### Required work
Could you copy the material below word for word, from its first line through the line that contains "xmin=217 ymin=377 xmax=267 ymax=421", including that line?

### Supplied information

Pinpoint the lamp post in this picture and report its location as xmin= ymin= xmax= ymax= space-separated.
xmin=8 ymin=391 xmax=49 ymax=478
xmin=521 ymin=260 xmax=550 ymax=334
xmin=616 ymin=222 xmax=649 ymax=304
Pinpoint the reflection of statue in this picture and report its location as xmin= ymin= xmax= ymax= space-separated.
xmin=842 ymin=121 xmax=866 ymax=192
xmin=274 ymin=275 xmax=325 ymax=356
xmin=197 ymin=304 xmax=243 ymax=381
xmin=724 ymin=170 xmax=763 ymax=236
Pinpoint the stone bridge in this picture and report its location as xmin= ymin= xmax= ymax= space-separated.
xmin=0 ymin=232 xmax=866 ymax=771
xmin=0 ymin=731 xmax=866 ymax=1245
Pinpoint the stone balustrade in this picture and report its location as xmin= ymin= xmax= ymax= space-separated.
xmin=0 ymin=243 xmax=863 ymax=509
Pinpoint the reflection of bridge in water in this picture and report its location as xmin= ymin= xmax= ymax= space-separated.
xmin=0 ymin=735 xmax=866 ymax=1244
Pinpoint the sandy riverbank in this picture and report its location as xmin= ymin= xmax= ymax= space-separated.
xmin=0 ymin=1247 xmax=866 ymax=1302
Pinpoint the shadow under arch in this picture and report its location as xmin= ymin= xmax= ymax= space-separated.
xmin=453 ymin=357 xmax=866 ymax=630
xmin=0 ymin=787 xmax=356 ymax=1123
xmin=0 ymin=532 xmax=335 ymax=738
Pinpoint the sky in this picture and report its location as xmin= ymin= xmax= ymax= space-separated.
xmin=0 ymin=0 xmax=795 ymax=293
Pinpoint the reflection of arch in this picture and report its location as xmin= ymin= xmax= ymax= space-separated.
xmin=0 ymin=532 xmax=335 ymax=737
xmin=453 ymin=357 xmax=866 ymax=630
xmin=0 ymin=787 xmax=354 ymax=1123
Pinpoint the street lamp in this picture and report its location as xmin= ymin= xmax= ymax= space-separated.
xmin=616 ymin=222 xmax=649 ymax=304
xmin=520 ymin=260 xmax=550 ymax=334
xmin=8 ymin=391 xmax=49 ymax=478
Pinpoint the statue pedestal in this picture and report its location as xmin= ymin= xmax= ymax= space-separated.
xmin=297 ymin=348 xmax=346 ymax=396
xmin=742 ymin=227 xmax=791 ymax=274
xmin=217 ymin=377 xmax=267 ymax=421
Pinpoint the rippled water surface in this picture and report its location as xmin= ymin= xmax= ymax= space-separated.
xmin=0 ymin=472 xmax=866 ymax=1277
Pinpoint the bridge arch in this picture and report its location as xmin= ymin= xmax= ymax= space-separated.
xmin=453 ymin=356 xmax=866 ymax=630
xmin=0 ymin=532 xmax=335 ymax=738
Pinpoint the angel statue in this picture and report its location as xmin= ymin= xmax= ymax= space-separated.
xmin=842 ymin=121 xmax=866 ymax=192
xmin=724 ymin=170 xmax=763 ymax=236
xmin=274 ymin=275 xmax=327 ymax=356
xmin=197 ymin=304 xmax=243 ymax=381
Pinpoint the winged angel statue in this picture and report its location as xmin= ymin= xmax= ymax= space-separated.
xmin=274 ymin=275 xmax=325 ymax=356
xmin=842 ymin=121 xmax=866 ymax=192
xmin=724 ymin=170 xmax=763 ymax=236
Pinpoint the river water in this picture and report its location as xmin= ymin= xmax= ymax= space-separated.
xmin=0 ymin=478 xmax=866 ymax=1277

### The completed task
Pinpoint the lamp post in this picture and report its location as xmin= ymin= xmax= ymax= space-separated.
xmin=8 ymin=391 xmax=49 ymax=478
xmin=521 ymin=260 xmax=550 ymax=334
xmin=616 ymin=222 xmax=649 ymax=304
Pinpoint the reflection of statue in this picture and report its location as xmin= ymin= xmax= ymax= space-separated.
xmin=842 ymin=121 xmax=866 ymax=192
xmin=274 ymin=275 xmax=325 ymax=356
xmin=197 ymin=304 xmax=243 ymax=381
xmin=724 ymin=170 xmax=763 ymax=236
Pinpoint the stone bridge in this picture and report its location as xmin= ymin= xmax= ymax= space-separated.
xmin=0 ymin=232 xmax=866 ymax=771
xmin=0 ymin=731 xmax=866 ymax=1245
Pinpoint the stone balustrade in this picture and report its location as xmin= ymin= xmax= ymax= space-separated.
xmin=0 ymin=243 xmax=863 ymax=509
Pinpoint the reflection of bridge in water in this picture and report its location as xmin= ymin= xmax= ymax= space-separated.
xmin=0 ymin=735 xmax=866 ymax=1244
Pinpoint the sandy riverbank in this picture and report its location as xmin= ymin= xmax= ymax= space-separated.
xmin=0 ymin=1247 xmax=866 ymax=1302
Pinpoint the shadow under arch in this picture and report its location as xmin= ymin= xmax= ymax= space-separated.
xmin=453 ymin=357 xmax=866 ymax=630
xmin=0 ymin=787 xmax=356 ymax=1123
xmin=0 ymin=532 xmax=335 ymax=738
Pinpoint the sky in this picture and report its location as xmin= ymin= xmax= ymax= space-separated.
xmin=0 ymin=0 xmax=795 ymax=293
Pinpoint the reflection of arch in this picture and report its location as xmin= ymin= xmax= ymax= space-separated.
xmin=0 ymin=532 xmax=335 ymax=737
xmin=453 ymin=357 xmax=866 ymax=630
xmin=0 ymin=787 xmax=354 ymax=1123
Pinpoint the street lamp in this picture and report its location as xmin= ymin= xmax= ymax= space-separated.
xmin=616 ymin=222 xmax=649 ymax=304
xmin=520 ymin=260 xmax=550 ymax=334
xmin=8 ymin=391 xmax=49 ymax=478
Pinpoint the statue pedestal in this picture and report its location as xmin= ymin= xmax= ymax= space-separated.
xmin=297 ymin=348 xmax=346 ymax=396
xmin=742 ymin=227 xmax=791 ymax=274
xmin=217 ymin=377 xmax=267 ymax=421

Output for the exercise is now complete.